To do –
Copy the passage of the piece on Hemingway-style prose below, starting at "In contrast, Roger" and ending at "for an example).", with "sparse" replaced by "spare".

Text under study –
Wright’s Writing on How to Write — The Heming Way
In which my beautiful and talented wife finally explains why our children are chubby and manumitted.
http://arhyalon.livejournal.com/112604.html
Actually, it is an article on the advantages of writing in the journalistic prose style popularized by Hemingway.
Among science fiction writers, you will notice that Robert Heinlein, Isaac Asimov, and Arthur C. Clarke (by many held to be the Big Three of SF) adopt the Hemingway style, and part of their fame in our genre is due to this: it is easy to turn the pages.
In contrast, Roger Zelazny writes in a sparse yet poetical style that reminds one of jazz; Ray Bradbury is likewise rich rather than sparse, but still a master of poetry (see SOMETHING WICKED THIS WAY COMES for an example).
A man who should be more famous than he is, Keith Laumer, was also was a master of a brisk, lean, muscular style of writing: he followed in the footsteps of Dashiel Hammet and Raymon Chandler rather than Hemingway.
Jack Vance is at once terse and ornate, and shares an erudite and orotund vocabulary with experimentalist Gene Wolfe, who in turn is a master of authorial voice.

Dataset records –

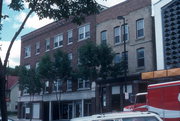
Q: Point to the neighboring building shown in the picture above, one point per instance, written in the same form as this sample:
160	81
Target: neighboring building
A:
139	50
77	97
12	93
167	28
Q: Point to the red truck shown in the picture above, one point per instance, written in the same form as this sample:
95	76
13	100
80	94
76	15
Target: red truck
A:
163	98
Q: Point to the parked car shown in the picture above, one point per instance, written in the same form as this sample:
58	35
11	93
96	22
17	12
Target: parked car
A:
122	116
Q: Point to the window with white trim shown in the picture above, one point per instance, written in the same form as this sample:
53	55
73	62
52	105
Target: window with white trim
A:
47	44
58	41
70	36
70	57
126	32
140	57
140	28
83	84
57	85
84	32
37	47
117	35
28	66
69	85
27	51
117	58
104	37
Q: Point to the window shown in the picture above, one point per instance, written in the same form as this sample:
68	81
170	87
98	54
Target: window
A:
58	41
37	47
27	67
27	50
140	28
37	65
123	58
70	56
69	85
84	32
70	37
47	44
104	96
117	58
117	35
82	84
126	32
103	37
46	86
57	85
140	57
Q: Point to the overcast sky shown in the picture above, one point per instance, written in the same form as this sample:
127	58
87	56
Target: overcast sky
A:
11	24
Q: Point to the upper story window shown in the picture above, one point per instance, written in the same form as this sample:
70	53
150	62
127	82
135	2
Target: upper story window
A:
126	32
70	56
37	65
84	32
104	37
57	85
47	44
58	41
27	67
37	47
140	57
117	58
83	84
140	28
70	36
117	35
27	50
125	56
69	85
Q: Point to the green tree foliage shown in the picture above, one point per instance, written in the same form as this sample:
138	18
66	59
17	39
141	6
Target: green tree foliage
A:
97	61
73	10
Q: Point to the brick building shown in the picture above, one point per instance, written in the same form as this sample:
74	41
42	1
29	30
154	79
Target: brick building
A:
139	50
77	97
167	24
80	97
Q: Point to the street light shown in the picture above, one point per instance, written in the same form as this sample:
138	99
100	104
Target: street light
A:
125	60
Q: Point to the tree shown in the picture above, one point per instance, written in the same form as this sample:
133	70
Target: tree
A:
74	10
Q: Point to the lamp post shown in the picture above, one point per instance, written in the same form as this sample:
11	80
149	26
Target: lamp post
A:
125	59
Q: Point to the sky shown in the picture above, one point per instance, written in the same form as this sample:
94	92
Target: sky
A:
11	25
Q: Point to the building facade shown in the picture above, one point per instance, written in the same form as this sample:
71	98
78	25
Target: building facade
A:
80	97
77	96
139	54
167	23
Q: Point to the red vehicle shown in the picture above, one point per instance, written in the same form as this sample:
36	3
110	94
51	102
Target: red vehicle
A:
163	98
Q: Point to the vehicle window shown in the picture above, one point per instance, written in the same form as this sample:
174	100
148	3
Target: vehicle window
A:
141	119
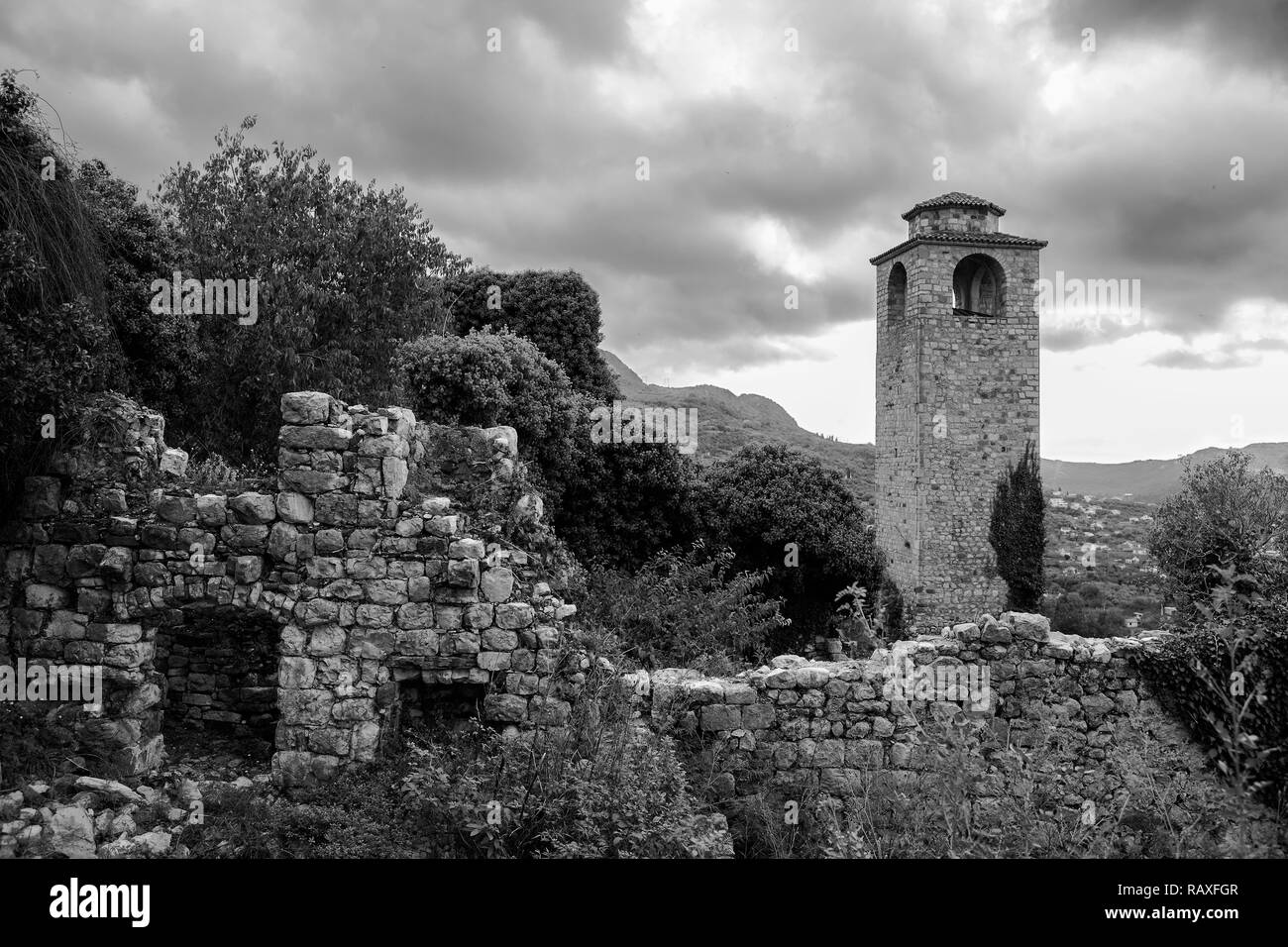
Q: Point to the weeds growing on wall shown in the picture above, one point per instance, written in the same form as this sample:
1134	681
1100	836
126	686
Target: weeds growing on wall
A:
1017	531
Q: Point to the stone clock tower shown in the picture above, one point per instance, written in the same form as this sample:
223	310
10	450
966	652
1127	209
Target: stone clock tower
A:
957	399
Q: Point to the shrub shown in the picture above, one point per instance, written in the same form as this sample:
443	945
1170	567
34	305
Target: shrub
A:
1229	517
688	611
489	377
55	344
1017	531
784	513
558	312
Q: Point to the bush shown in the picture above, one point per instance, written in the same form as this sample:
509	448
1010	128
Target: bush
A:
1017	531
490	377
687	611
558	312
55	344
1225	515
621	504
343	274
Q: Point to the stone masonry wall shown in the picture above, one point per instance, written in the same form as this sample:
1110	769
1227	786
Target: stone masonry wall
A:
797	725
372	585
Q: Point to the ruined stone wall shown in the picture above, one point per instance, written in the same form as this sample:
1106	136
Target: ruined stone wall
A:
374	587
798	727
957	398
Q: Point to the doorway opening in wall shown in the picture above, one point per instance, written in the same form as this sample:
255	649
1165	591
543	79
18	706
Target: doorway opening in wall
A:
455	706
979	286
220	697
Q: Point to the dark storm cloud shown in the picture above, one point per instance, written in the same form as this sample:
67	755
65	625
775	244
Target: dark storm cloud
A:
1180	359
527	158
1235	31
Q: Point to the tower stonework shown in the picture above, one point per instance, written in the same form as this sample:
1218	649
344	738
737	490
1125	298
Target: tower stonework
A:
956	399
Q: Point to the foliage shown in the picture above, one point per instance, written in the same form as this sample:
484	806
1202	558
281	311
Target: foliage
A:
55	344
557	311
621	502
1159	806
1017	531
51	360
158	351
782	512
489	377
1227	677
344	273
687	611
1224	515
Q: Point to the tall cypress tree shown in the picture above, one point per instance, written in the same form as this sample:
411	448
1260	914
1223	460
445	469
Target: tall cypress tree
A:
1018	534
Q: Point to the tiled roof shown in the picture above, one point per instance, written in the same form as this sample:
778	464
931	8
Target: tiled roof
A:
954	198
960	237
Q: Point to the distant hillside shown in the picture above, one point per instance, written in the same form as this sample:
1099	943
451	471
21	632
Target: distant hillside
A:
726	421
1149	480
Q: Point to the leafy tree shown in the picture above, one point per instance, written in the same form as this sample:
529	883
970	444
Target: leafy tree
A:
558	311
686	609
489	377
1017	531
1224	515
782	510
158	351
622	504
55	343
344	273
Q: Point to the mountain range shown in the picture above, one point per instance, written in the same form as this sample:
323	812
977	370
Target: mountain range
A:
728	421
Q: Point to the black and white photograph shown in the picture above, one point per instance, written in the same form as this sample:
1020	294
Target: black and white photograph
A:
741	436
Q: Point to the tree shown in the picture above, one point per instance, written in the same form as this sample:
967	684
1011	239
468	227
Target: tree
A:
558	311
485	379
780	509
1017	531
343	273
1225	515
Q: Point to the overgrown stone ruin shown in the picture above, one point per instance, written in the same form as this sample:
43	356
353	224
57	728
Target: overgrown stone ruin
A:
375	573
377	594
798	727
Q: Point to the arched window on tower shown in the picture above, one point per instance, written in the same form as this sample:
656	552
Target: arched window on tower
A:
979	286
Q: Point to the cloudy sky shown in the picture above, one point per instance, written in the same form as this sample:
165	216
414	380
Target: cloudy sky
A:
784	141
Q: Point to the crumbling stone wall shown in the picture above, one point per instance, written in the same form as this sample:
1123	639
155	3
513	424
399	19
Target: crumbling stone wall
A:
956	401
373	586
800	725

Response below –
In contrast, Roger Zelazny writes in a spare yet poetical style that reminds one of jazz; Ray Bradbury is likewise rich rather than spare, but still a master of poetry (see SOMETHING WICKED THIS WAY COMES for an example).